Full-bodied sound, open and spacious, bursting with life and energy — these are the hallmarks of our Truly Hot Stampers. If your stereo is cookin’ these days, this record will surely be an unqualified Sonic Treat.

What We’re Listening For on Spring Is Sprung

  • Energy for starters. What could be more important than the life of the music?
  • The Big Sound comes next — wall to wall, lots of depth, huge space, three-dimensionality, all that sort of thing.
  • Then transient information — fast, clear, sharp attacks, not the smear and thickness so common to these LPs.
  • Tight punchy bass — which ties in with good transient information, also the issue of frequency extension further down.
  • Next: transparency — the quality that allows you to hear deep into the soundfield, showing you the space and air around all the instruments.
  • Extend the top and bottom and voila, you have The Real Thing — an honest to goodness Hot Stamper.

Vinyl Condition

Mint Minus Minus is about as quiet as any vintage pressing will play, and since only the right vintage pressings have any hope of sounding good on this album, that will most often be the playing condition of the copies we sell. (The copies that are even a bit noisier get listed on the site are seriously reduced prices or traded back in to the local record stores we shop at.)

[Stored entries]
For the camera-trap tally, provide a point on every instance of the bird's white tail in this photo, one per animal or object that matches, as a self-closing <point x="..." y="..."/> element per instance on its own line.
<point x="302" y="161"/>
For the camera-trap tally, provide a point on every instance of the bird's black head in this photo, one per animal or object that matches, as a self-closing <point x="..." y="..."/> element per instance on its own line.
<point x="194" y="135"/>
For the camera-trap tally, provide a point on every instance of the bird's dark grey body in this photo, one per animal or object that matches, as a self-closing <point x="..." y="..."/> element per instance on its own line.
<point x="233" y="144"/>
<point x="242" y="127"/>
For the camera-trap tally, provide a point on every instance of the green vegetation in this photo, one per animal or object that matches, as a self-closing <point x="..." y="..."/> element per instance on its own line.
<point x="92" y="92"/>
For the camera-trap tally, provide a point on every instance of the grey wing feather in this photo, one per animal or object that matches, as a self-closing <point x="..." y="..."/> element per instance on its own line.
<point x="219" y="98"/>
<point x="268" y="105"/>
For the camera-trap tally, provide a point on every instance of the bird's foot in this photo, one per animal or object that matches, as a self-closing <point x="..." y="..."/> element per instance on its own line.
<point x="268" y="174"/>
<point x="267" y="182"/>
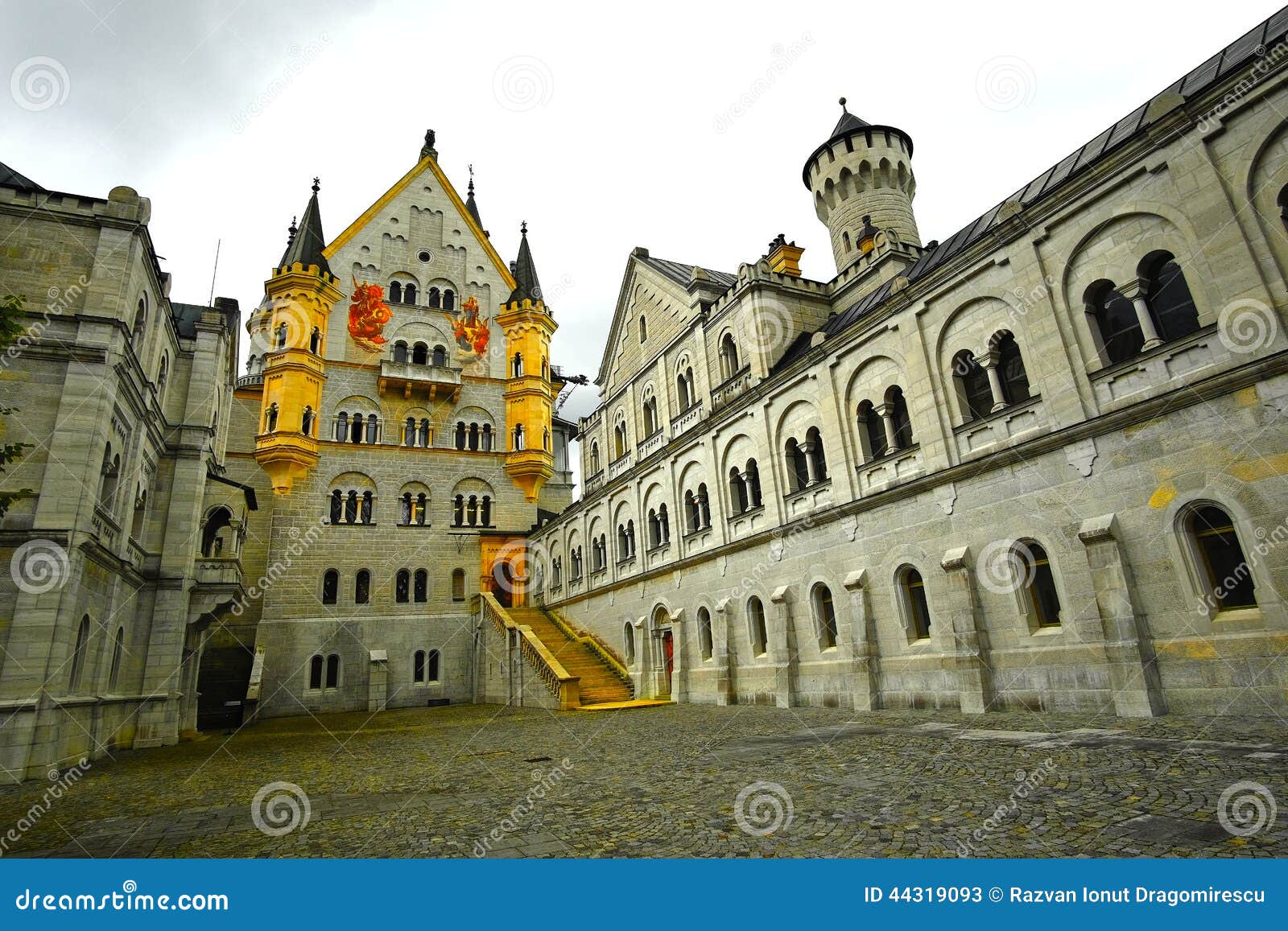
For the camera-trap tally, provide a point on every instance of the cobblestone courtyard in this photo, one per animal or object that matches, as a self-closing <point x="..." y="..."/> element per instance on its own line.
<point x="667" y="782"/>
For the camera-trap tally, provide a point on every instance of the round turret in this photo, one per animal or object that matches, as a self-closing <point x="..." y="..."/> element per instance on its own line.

• What you need to do
A. Do these statements agree with the Spring Is Sprung description? Answer yes or no for each, quoting the deciding words.
(i) The Big Sound is listed before energy.
(ii) Transparency lets you hear deep into the soundfield.
(iii) Smear and thickness are among the qualities being listened for.
B. Answer these questions from the Spring Is Sprung description:
(i) What are the hallmarks of Truly Hot Stampers?
(ii) What must be extended to arrive at The Real Thing?
(iii) What will most often be the playing condition of the copies sold?
C. Reproduce everything in the Spring Is Sprung description from "Full-bodied sound, open" down to "extension further down.".

• Numbered responses
A.
(i) No: "Energy for starters." and "The Big Sound comes next"
(ii) Yes: "the quality that allows you to hear deep into the soundfield"
(iii) No: "not the smear and thickness so common to these LPs"

B.
(i) Full-bodied sound, open and spacious, bursting with life and energy.
(ii) The top and bottom.
(iii) Mint Minus Minus.

C.
Full-bodied sound, open and spacious, bursting with life and energy — these are the hallmarks of our Truly Hot Stampers. If your stereo is cookin’ these days, this record will surely be an unqualified Sonic Treat.

What We’re Listening For on Spring Is Sprung

  • Energy for starters. What could be more important than the life of the music?
  • The Big Sound comes next — wall to wall, lots of depth, huge space, three-dimensionality, all that sort of thing.
  • Then transient information — fast, clear, sharp attacks, not the smear and thickness so common to these LPs.
  • Tight punchy bass — which ties in with good transient information, also the issue of frequency extension further down.